◆ **Task**
Pull out each line below that contains the word "stripe" and copy it in full.

◆ **Material for this task**
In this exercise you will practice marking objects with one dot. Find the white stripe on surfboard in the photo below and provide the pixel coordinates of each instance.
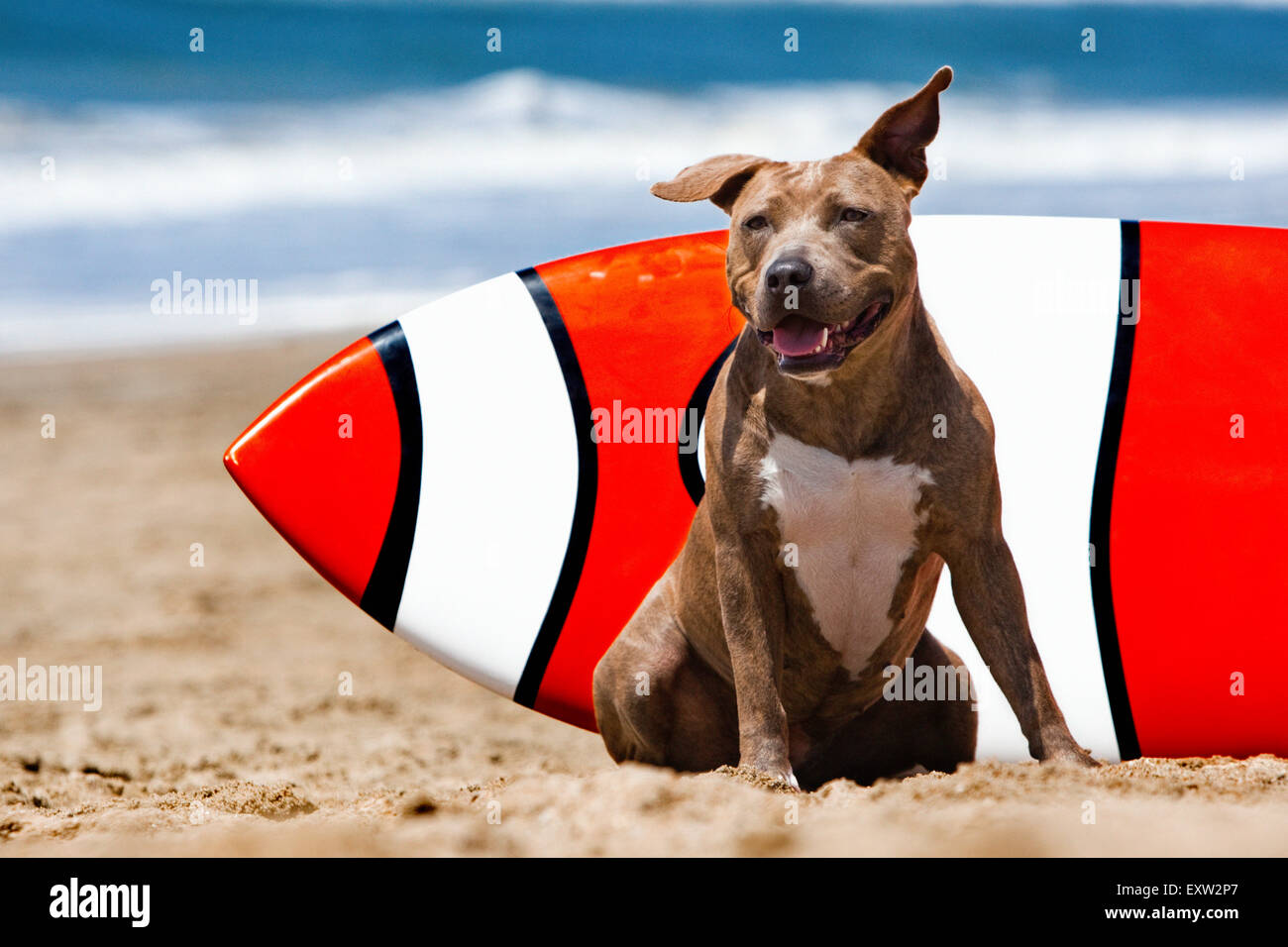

...

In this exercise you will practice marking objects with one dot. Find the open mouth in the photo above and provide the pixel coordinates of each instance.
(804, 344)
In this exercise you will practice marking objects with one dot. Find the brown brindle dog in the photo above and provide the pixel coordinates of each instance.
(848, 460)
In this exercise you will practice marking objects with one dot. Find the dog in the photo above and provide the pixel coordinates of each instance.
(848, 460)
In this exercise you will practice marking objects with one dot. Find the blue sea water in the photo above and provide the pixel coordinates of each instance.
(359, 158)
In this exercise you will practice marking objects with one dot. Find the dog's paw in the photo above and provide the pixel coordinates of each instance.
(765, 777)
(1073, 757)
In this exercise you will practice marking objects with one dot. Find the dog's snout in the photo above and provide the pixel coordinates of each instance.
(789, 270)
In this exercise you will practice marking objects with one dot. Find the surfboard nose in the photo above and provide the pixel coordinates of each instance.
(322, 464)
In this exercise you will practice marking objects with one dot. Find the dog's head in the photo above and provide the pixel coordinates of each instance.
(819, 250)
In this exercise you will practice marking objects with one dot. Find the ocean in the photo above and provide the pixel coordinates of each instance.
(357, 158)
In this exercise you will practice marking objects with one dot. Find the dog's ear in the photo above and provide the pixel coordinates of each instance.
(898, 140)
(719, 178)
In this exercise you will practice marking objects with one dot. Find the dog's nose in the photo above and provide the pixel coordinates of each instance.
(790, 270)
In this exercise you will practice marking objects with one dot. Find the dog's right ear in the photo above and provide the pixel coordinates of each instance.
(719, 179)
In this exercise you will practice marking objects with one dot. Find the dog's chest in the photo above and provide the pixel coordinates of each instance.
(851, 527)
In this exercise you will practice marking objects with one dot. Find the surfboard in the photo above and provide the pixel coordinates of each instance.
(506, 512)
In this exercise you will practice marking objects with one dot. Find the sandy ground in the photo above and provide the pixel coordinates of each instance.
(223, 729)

---

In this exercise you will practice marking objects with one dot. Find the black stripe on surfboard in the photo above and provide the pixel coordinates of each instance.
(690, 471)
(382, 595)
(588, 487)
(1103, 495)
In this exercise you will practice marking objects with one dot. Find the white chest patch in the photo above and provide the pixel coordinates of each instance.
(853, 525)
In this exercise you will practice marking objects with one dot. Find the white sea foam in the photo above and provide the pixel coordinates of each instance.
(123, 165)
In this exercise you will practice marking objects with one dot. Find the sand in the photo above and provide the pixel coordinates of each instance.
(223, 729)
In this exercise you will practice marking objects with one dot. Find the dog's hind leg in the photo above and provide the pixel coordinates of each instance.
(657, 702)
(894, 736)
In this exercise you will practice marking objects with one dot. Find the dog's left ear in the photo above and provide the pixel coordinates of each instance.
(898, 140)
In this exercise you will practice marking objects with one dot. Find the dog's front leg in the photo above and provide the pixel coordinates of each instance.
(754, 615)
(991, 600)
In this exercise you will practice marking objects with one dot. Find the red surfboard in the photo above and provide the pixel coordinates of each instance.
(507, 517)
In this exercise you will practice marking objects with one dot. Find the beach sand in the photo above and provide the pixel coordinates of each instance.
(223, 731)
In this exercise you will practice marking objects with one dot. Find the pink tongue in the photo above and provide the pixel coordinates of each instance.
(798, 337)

◆ **Correct output**
In this exercise you will practice marking objects with one dot. Find the white stripe on surfboard in the photo below and provide the pixel coordinates of each instance.
In this exercise you will practice marking objects with one dot. Find the black stripe on surfboard in the photo above and provide the pixel coordinates of each instance.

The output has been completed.